Steroids are naturally produced in a dog’s body. The adrenal glands produce corticosteroids that help the animal’s body perform several functions such as reducing inflammation, and facilitating carbohydrate, fat and protein metabolism. Sometimes veterinarians prescribe steroids to treat inflammation or allergic reactions. In high doses they can be used to suppress the immune system.
Understanding Prednisone Side Effects in Dogs
Usually the steroids that are medically administered are synthetic. As these steroids are very potent, it is important to monitor for side effects. Prednisone is one such steroid. Despite potential side effects, veterinarians will prescribe it when they believe that the benefits it offers the sick dog outweigh these potential risks.

• [Required tasks]
a) Rewrite the passage on steroids in dogs from "Understanding Prednisone Side" up to and including "these potential risks.", putting "Methylprednisolone" wherever "Prednisone" appears.
b) Continue the passage on steroids in dogs from its last sentence.

• [Stored data]
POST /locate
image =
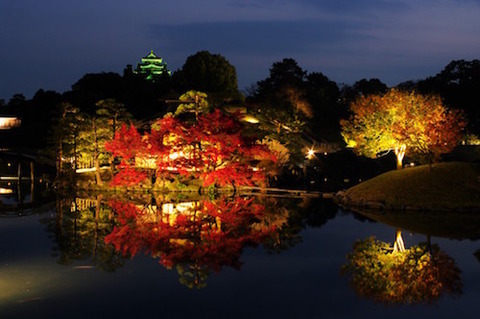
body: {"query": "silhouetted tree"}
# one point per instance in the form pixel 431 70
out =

• [Answers for each item]
a)
Understanding Methylprednisolone Side Effects in Dogs
Usually the steroids that are medically administered are synthetic. As these steroids are very potent, it is important to monitor for side effects. Methylprednisolone is one such steroid. Despite potential side effects, veterinarians will prescribe it when they believe that the benefits it offers the sick dog outweigh these potential risks.

b)
Short Term Side Effects
Dogs may experience short term or long term effects of prednisone depending on the dose and duration of their treatment. Some short term side effects may include increased hunger, thirst and urination. Panting, lethargy, or vomiting may also be observed. Dogs taking prednisone may also develop or have worsening skin infections. If a dog displays these side effects, the veterinarian may change the dose or frequency of the prescribed steroid, which usually allows for these unwanted side effects to go away.
Long Term Side Effects
When the prednisone is given for a period of three months or more, long term side effects may be seen. For example, urinary tract infections may affect 3 out of 10 dogs who are being treated with prednisone.
With long term use of prednisone, dogs may also experience poor wound healing and muscle weakness. They may develop hard plaques or spots on their skin called calcinosis cutis. Due to increased hunger, dogs may develop a tendency for obesity. The dog may also be vulnerable to demodectic mange and fungal infections.
In rare cases the long term use of prednisone can cause iatrogenic Cushing’s disease. Some telltale signs of this condition include increased appetite, increased water consumption and urination, weight gain, pot-belly appearance, symmetrical hair loss, development of thinning and/or pigmented skin, and recurrent urinary, skin, and ear infections.
Veterinarians will advocate administering a minimum effective steroid dose to reduce these risks to your dog.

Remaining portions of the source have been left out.